→ EXERCISE TASK: Your task is to return the line containing "Q: For each instance of the green stem" plus every line after it, exactly and with nothing added.

(Coordinate annotation entries)
::::
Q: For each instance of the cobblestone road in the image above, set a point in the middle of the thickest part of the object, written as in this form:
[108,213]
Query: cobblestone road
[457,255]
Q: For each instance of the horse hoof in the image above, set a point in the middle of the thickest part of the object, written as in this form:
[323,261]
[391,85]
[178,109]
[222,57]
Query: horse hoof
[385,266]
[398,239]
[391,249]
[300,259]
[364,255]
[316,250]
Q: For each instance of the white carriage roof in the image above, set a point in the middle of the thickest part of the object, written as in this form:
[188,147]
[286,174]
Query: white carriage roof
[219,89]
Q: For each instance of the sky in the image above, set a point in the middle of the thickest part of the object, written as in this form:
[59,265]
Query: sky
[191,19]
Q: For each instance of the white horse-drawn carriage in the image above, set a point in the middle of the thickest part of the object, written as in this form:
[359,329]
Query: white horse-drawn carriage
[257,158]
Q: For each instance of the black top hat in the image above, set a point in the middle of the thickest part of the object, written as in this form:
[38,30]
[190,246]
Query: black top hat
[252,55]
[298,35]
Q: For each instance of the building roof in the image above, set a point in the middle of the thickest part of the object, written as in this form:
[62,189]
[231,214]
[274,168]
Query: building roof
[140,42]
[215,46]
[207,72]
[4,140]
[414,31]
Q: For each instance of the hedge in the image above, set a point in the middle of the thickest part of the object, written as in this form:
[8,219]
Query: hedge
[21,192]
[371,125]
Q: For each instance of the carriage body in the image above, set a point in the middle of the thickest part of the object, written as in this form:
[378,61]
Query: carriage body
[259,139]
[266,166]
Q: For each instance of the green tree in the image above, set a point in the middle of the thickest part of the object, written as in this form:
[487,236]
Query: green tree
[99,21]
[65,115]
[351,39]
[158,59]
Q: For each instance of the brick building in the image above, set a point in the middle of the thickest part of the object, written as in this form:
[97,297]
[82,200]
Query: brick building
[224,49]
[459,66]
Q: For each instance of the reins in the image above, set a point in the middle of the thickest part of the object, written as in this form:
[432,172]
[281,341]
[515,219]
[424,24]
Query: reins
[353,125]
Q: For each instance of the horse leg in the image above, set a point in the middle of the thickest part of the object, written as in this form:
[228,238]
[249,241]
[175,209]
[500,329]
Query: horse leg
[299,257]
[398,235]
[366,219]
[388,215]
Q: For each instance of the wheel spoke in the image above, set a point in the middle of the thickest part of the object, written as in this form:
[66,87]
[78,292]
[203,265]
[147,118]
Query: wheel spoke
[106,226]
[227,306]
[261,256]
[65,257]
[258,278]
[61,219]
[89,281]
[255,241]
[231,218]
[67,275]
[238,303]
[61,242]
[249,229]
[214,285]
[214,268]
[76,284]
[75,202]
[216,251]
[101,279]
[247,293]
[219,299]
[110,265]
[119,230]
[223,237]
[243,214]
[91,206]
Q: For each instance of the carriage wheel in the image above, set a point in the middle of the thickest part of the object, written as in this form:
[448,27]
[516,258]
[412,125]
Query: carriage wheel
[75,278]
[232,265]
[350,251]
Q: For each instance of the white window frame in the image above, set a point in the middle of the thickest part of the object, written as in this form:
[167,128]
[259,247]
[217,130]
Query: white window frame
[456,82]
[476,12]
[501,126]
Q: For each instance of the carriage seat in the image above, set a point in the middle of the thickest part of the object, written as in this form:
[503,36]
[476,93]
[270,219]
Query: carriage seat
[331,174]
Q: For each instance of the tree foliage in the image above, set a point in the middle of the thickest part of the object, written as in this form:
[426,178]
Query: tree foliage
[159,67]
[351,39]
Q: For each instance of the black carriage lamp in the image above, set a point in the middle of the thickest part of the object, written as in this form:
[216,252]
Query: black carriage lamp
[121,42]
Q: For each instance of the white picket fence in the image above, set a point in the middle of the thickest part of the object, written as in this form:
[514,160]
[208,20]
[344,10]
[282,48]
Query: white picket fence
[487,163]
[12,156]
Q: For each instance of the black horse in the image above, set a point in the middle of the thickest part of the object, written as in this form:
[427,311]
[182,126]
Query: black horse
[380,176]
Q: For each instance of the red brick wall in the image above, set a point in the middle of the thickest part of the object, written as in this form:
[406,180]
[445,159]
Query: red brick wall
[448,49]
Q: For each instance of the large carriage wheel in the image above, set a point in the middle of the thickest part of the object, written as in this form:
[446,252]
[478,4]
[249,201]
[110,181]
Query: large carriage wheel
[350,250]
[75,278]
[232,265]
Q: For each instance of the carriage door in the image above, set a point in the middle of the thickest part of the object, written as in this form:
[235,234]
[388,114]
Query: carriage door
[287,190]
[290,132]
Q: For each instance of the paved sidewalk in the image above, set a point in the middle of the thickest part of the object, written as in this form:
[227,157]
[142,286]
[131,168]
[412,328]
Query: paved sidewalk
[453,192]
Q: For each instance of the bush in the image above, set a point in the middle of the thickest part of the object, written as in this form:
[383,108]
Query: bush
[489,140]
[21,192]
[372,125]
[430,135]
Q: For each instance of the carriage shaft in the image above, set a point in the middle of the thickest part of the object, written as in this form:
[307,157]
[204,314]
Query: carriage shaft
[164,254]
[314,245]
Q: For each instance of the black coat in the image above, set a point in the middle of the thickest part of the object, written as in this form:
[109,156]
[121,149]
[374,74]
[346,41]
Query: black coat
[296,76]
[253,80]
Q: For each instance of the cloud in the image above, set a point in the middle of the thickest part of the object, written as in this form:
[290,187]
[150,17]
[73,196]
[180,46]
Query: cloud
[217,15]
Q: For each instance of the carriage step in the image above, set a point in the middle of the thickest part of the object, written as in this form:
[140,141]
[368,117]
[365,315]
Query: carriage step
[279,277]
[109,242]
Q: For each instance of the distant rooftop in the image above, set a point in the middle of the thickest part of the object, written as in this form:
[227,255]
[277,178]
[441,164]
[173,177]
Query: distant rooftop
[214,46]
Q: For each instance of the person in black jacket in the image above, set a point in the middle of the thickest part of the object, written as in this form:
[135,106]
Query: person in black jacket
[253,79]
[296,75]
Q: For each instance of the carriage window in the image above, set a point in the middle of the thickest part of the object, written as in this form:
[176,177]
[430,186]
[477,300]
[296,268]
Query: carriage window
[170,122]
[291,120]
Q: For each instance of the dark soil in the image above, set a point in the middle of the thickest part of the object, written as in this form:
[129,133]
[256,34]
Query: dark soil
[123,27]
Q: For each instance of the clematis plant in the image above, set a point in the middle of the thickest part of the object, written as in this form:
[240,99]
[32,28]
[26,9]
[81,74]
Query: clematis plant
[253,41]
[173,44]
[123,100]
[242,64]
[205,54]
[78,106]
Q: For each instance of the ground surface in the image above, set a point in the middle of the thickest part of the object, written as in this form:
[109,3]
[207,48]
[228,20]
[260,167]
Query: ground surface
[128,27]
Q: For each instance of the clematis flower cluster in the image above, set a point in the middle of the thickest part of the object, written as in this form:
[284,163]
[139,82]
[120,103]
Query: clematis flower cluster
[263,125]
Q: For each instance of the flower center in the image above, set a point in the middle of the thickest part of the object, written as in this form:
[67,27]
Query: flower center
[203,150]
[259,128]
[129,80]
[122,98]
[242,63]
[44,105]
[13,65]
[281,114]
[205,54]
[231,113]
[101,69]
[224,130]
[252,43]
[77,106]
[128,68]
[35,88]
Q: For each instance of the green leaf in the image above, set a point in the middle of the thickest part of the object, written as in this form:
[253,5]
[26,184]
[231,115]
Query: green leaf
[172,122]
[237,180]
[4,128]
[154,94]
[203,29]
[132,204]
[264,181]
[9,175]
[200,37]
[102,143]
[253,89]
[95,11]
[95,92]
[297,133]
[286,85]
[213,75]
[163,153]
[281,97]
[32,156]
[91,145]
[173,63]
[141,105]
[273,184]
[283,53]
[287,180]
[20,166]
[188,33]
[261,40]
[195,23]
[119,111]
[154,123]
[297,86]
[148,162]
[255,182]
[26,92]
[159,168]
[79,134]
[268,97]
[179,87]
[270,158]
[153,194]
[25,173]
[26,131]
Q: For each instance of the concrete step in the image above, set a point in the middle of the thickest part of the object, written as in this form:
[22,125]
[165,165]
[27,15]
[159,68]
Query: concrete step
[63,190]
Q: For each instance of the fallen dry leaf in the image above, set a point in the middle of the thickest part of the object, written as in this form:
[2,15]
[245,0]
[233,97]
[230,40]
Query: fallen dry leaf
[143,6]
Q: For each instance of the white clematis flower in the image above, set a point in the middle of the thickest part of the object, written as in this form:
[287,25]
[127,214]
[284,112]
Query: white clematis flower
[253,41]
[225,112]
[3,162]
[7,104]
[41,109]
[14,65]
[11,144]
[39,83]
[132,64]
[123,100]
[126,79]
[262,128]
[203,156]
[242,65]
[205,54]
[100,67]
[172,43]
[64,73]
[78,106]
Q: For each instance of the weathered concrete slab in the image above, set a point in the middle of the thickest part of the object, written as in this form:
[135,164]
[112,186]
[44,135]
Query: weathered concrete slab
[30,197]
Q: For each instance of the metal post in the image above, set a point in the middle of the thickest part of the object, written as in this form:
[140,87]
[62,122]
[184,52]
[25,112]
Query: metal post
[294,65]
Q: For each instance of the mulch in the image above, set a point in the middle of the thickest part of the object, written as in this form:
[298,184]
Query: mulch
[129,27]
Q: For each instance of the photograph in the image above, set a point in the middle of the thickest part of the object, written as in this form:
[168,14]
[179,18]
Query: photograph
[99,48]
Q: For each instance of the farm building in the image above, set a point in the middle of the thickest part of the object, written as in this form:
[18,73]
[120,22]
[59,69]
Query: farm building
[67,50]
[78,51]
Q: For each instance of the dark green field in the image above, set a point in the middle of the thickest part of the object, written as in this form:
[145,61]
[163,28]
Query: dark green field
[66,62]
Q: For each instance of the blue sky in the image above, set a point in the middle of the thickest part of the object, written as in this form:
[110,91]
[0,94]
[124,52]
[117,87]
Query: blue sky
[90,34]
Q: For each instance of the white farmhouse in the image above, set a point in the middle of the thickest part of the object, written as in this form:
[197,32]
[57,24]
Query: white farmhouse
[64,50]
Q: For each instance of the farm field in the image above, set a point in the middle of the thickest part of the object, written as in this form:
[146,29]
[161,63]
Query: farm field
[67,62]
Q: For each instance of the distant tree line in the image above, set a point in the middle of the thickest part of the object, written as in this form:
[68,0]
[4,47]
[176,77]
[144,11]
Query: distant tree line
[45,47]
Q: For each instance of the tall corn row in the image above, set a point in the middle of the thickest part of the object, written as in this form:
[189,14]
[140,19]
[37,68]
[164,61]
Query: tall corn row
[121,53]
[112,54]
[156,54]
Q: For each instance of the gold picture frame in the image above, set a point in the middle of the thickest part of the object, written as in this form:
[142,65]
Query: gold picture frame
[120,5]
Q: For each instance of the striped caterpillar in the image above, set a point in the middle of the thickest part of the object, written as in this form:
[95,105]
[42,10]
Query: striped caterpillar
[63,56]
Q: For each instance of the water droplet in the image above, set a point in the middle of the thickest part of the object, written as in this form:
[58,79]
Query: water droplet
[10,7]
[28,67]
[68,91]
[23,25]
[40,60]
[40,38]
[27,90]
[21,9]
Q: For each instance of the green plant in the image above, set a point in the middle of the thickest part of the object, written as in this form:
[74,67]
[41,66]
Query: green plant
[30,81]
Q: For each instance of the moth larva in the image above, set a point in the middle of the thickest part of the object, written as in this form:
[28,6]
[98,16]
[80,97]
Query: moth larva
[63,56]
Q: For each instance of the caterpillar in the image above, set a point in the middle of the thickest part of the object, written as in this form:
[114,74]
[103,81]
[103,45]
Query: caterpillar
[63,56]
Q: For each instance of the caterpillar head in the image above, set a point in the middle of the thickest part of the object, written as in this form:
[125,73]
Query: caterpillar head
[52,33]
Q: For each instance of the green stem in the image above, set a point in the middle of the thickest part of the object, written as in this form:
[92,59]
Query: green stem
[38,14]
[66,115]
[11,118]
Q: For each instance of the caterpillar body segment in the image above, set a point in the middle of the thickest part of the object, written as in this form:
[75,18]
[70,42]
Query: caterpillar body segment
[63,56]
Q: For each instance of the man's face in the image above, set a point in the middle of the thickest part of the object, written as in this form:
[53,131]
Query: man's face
::::
→ COMPLETE ANSWER:
Q: For each instance of the green stem in the image above, set a point in the middle of the thickest part of the object, written as in this form:
[92,59]
Query: green stem
[38,14]
[66,115]
[11,118]
Q: For each instance of the caterpillar body segment in the image above, set a point in the middle of the thickest part of the object, written as in this form:
[75,18]
[70,42]
Query: caterpillar body segment
[63,56]
Q: For each instance of the man's face in the image above, set a point in the middle of the thickest part of the object, written as in this form:
[53,131]
Query: man's face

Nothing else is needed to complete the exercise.